• [Passage provided]

=====

Simplistic explanation:

Uncorrected myopia

In a simplistic way, in a nearsighted eye, rays of light are going to focus in front of the retina, which causes blurred vision at distance (far away). Corrected myopia

When we correct myopia with concave or myopic lenses (also called “minus” lenses), rays of light are going to focus in the plane of the retina and the vision is clear. But this is that a simplistic explanation. In fact, a new study finds that myopia develops in children when the crystalline lens stops adapting to the eye’s continued growth, according researchers at The Ohio State University College of Optometry:

The crystalline lens stopped thinning, flattening, and losing power within ±1 year of onset in children who became myopic compared with those who did not become myopes. Myopia onset is characterized by an abrupt loss of compensatory changes in the crystalline lens that continue in emmetropes (non myopes) throughout childhood axial elongation. The mechanism responsible for this decoupling remains speculative but might include restricted equatorial growth from internal mechanical factors.

  • Mutti DO, Mitchell GL, Sinnott LT, et al. Corneal and crystalline lens dimensions before and after myopia onset. Optom Vis Sci. 2012 March;89(3):251-62

Why Myopia? 

There are two theories: the genetic theory and the environmental theory.

Genetic theory

The genetic theory asserts that people become nearsighted because it is registered in their genes and that there is no relationship between nearsightedness and the use of the eyes… The familial incidence, according to this theory, persuades that children who have nearsighted relatives (father and mother) will have no other choice than to become, them too, nearsighted.

Environmental theory

The environmental theory asserts that besides children that are born nearsighted (often they show a very important nearsightedness), nearsightedness is a possible adaptation to “visual stress”: schooling, long hours to read, write and draw, long hours at a computer, at video games, reading and writing, too short reading, writing and computer distance, body posture while reading, etc.

Several scientific studies show that when we compare two populations presenting homogeneous genetic characteristics (Amerindians, Inuit), the proportion of schooled people who become myopic is significantly more. Optometrists qualify this myopia as “school, stress-related or work-related myopia”. We can even assert that today, children become nearsighted younger and show a progression of their myopia that is more rapid than even twenty years ago! So, it is not surprising that the best readers are often myopic.

=====

• [Activities]
- a) Retype the part of the myopia passage starting with "The genetic theory asserts" and going on through "them too, nearsighted.", keeping every word unchanged.
- b) Extend the myopia passage with a paragraph that picks up after its final sentence.

• [Data extract]
=====

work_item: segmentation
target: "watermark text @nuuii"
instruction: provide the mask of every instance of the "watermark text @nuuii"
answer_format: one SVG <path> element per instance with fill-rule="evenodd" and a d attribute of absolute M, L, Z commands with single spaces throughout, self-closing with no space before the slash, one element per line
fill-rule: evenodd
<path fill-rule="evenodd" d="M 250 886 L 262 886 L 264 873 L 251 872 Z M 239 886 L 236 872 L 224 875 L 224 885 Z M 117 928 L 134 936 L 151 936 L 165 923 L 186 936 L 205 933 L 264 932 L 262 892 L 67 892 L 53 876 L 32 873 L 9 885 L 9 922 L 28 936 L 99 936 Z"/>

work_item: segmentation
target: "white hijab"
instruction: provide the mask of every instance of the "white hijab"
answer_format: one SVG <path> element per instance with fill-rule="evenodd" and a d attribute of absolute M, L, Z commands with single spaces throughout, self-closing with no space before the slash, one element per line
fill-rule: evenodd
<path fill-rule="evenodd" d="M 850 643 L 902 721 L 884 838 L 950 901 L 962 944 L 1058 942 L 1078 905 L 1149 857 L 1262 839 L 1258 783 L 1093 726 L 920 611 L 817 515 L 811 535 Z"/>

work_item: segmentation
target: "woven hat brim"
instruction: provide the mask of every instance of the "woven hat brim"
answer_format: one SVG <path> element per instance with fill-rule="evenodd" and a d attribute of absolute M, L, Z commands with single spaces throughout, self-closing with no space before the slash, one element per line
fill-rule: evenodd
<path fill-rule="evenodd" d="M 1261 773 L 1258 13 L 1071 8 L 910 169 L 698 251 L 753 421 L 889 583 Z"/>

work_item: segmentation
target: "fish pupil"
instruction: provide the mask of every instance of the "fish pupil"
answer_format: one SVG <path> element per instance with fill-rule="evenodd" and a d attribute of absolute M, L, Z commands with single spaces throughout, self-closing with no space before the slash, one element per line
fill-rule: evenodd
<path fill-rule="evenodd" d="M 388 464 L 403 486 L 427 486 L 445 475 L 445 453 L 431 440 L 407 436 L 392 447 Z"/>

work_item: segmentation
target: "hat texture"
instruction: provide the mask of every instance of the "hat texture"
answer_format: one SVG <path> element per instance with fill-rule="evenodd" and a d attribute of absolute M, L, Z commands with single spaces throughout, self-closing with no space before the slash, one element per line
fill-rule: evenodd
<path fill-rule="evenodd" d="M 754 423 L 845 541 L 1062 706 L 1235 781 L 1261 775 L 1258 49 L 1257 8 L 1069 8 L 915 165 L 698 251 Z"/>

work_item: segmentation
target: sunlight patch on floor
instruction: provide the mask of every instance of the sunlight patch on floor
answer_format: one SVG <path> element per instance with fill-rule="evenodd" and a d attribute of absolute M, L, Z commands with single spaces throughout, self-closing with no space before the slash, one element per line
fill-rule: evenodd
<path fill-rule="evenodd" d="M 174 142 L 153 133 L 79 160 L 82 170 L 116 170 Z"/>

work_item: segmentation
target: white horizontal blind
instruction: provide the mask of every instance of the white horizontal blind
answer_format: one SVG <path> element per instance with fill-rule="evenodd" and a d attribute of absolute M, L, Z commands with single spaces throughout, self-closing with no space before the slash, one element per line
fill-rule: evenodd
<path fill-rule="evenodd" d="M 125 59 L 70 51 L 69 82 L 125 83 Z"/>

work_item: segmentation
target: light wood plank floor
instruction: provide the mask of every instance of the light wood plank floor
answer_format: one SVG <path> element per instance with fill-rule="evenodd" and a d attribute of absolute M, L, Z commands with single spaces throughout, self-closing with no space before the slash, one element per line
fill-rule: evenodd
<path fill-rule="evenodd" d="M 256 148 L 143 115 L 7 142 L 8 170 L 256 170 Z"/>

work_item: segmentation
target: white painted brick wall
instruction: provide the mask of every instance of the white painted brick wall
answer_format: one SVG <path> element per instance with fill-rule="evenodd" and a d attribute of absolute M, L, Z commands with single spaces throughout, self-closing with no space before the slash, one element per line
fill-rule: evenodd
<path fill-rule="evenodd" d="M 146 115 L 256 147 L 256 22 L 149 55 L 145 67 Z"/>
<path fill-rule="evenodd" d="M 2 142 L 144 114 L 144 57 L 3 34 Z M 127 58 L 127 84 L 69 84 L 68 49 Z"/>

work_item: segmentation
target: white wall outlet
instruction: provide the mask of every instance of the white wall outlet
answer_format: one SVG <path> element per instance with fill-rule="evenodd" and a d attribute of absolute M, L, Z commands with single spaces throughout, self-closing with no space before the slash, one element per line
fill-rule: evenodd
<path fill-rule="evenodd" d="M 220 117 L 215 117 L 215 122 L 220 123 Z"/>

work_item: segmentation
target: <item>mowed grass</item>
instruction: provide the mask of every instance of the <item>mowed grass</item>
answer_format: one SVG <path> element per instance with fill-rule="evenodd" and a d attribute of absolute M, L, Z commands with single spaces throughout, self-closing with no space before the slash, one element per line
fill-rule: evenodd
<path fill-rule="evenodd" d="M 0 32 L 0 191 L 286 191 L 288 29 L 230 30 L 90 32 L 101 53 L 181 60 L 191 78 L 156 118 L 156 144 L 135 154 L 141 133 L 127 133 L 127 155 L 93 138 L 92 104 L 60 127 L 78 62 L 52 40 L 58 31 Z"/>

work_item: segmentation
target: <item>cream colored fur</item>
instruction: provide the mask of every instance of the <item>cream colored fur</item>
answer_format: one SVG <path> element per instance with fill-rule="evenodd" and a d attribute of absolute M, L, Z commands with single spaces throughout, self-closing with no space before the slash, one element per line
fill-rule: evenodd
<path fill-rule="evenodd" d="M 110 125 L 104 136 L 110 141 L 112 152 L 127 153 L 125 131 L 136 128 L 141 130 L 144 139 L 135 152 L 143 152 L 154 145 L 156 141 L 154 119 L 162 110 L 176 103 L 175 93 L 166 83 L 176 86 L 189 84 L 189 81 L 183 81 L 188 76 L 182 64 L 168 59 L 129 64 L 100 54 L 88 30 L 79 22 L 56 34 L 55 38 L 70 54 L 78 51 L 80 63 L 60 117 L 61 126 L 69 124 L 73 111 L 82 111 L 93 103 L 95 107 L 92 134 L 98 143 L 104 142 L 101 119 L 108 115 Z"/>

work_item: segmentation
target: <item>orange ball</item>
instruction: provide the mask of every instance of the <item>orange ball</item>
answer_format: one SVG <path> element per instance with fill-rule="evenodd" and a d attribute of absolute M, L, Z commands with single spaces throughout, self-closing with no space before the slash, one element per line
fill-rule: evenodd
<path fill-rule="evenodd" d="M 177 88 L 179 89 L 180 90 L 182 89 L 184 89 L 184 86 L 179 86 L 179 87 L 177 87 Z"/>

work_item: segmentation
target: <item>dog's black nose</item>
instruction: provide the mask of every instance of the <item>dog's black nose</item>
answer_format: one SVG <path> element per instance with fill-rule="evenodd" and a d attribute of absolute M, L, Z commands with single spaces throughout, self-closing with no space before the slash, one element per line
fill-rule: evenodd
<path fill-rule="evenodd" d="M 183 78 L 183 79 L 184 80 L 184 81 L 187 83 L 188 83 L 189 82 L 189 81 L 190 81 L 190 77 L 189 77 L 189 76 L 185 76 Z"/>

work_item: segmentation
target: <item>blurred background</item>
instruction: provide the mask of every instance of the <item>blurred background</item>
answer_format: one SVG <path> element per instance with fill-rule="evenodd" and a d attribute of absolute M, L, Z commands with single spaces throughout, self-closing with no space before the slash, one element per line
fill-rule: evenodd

=====

• [Outputs in order]
- a)
The genetic theory asserts that people become nearsighted because it is registered in their genes and that there is no relationship between nearsightedness and the use of the eyes… The familial incidence, according to this theory, persuades that children who have nearsighted relatives (father and mother) will have no other choice than to become, them too, nearsighted.

- b)
Today, adults can also become myopic further to a new and important use of the eyes (working in front of a computer is a good example). We qualify this kind of nearsightedness as “late-onset adult myopia”. At the beginning of the century, it was said that the condition would stop progressing with puberty… but this is true but not «really» true. People at the time would stop going to school at a much younger age than today, stop reading and go work hard with their hands. With all the visual requirements our eyes have to face, it often happens that myopia does not stop progressing. It is then necessary to act upon it.

Morgan & Rose, in 2005, discussed the relative importance of genetics versus environmental induced myopia:

A small proportion of myopia is clearly familial, generally early in onset and of high level, with defined chromosomal localisations and in some cases, causal genetic mutations. However, in economically developed societies, most myopia appears during childhood, particularly during the school years. In addition, high heritability sets no limit to the potential for environmentally induced change. There is in fact strong evidence for rapid, environmentally induced change in the prevalence of myopia, associated with increased education and urbanisation. Environmental change appears to be the major factor increasing the prevalence of myopia around the world.

  •  Morgan I, Rose K. How genetic is school myopia? Prog Retin Eye Res. 2005 Jan;24(1):1-38.

This should not convey the idea that the only correction possible are glasses or contact lenses to see at far and that there is nothing we can try to warn or  control the progression of myopia. This is not really true.